## Work to complete
Nothing but the lines from the one containing "hey siri or whatever, detect the pink" through the end of the entries should be set down, each exactly as written.

## Excerpted records

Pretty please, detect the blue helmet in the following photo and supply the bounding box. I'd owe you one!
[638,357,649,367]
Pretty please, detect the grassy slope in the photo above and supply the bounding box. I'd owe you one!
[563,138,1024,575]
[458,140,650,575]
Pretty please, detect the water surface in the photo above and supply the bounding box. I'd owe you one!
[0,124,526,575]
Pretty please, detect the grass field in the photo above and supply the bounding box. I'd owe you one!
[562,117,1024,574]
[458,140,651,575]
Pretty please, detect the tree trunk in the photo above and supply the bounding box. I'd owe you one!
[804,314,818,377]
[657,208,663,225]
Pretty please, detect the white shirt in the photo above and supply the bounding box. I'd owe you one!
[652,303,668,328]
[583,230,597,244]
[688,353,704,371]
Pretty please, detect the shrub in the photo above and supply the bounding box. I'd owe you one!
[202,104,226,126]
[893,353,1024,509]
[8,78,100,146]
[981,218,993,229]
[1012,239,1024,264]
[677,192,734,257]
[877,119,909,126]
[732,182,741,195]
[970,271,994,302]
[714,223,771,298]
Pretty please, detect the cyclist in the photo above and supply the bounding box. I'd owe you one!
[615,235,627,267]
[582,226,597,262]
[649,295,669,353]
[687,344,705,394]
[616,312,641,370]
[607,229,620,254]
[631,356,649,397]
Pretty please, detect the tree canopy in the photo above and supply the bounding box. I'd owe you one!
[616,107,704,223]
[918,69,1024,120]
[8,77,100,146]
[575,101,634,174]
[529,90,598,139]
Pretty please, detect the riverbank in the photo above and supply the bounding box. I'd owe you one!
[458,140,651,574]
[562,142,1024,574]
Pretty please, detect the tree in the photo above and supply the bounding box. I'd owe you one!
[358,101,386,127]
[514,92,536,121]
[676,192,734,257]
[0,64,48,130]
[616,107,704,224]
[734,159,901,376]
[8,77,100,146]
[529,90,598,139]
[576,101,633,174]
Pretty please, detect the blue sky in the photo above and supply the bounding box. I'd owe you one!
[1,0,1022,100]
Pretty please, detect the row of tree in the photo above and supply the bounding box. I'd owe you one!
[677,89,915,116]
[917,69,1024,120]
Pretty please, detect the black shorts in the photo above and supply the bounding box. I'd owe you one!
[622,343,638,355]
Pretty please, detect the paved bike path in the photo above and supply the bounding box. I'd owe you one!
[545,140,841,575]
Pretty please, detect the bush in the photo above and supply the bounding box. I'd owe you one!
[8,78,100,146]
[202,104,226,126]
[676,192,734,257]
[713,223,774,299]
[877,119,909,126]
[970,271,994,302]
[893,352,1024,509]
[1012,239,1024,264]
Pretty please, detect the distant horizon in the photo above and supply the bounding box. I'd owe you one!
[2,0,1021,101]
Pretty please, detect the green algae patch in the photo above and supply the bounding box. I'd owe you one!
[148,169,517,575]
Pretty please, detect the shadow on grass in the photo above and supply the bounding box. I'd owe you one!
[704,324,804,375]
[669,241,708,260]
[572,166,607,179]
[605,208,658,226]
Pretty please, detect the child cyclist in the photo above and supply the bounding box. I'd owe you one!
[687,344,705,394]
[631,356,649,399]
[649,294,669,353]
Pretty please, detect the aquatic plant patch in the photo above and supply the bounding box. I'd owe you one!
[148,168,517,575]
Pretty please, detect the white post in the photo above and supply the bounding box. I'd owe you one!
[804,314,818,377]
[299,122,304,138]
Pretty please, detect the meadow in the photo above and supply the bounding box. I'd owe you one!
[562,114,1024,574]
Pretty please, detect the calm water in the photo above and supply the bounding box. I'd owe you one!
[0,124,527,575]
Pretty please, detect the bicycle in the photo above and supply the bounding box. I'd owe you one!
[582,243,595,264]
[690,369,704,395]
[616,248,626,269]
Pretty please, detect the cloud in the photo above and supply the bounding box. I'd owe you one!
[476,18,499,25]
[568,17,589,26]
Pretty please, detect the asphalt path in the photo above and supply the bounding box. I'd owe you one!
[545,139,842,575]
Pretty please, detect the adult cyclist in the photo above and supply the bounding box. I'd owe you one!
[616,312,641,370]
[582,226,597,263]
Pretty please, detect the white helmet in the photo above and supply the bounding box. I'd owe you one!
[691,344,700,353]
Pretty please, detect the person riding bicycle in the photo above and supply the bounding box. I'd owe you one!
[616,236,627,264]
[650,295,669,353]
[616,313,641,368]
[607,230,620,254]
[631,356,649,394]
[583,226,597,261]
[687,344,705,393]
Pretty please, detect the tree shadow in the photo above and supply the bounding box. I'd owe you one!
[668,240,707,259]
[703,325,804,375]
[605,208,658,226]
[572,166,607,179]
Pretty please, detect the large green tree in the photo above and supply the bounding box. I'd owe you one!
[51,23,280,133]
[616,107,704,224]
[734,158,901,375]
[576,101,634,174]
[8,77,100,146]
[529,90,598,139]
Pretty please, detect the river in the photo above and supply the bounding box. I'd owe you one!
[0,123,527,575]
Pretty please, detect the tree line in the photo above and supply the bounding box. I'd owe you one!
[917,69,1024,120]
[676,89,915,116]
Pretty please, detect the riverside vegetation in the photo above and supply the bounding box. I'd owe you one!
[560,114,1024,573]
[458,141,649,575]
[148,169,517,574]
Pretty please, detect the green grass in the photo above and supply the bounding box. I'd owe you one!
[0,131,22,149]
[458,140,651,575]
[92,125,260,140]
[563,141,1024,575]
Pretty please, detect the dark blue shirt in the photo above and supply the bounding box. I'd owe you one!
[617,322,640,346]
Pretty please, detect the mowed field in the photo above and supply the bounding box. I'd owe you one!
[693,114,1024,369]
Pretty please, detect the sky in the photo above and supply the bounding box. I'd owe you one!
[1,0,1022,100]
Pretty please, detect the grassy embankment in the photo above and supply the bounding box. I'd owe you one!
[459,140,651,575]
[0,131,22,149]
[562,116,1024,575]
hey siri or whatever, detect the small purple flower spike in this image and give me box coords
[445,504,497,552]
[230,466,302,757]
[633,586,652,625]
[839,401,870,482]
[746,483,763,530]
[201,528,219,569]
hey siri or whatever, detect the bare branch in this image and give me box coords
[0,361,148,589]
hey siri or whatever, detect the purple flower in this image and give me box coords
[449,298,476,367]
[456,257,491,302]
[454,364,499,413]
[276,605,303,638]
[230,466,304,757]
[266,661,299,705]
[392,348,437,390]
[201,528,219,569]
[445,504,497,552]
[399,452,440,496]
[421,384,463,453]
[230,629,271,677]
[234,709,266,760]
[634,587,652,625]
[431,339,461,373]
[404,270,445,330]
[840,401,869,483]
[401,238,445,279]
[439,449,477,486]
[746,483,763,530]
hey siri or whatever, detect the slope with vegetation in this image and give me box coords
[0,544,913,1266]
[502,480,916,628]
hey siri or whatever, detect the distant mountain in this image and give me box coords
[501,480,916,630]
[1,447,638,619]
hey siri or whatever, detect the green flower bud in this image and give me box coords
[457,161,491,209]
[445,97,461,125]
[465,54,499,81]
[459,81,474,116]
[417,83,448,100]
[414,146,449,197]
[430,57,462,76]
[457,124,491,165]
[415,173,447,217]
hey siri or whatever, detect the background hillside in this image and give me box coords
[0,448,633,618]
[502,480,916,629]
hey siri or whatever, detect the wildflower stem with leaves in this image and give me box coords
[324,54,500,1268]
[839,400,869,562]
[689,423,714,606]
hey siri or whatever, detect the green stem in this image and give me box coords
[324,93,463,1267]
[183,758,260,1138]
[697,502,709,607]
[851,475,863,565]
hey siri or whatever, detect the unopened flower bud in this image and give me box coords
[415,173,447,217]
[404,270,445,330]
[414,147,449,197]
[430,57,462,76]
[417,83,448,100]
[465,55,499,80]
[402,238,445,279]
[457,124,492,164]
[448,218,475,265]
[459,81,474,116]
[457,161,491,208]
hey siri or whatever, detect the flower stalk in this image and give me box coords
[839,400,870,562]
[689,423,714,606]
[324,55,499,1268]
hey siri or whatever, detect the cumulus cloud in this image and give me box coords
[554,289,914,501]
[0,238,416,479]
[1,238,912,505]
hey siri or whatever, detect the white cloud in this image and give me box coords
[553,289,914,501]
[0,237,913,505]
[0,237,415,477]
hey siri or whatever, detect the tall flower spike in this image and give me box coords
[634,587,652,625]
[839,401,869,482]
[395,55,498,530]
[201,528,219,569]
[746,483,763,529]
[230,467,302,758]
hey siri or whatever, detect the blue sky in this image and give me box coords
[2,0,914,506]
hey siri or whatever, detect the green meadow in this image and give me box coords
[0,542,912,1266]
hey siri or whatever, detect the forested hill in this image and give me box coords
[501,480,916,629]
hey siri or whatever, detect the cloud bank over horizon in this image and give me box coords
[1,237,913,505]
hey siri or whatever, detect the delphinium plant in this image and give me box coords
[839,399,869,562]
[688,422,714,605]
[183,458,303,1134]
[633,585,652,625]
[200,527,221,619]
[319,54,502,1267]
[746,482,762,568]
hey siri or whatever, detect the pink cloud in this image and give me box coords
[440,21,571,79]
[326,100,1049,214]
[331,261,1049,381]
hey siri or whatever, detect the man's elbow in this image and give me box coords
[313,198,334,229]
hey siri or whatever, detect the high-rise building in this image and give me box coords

## Result of the exercise
hey siri or whatever, detect the pink cloud in this image and give me box coords
[440,21,571,79]
[326,100,1049,214]
[331,261,1049,381]
hey siri or whatever, detect the man's elbow in this image and give me box coords
[313,198,334,229]
hey siri or whatever, detect the high-rise building in this image and give me box coords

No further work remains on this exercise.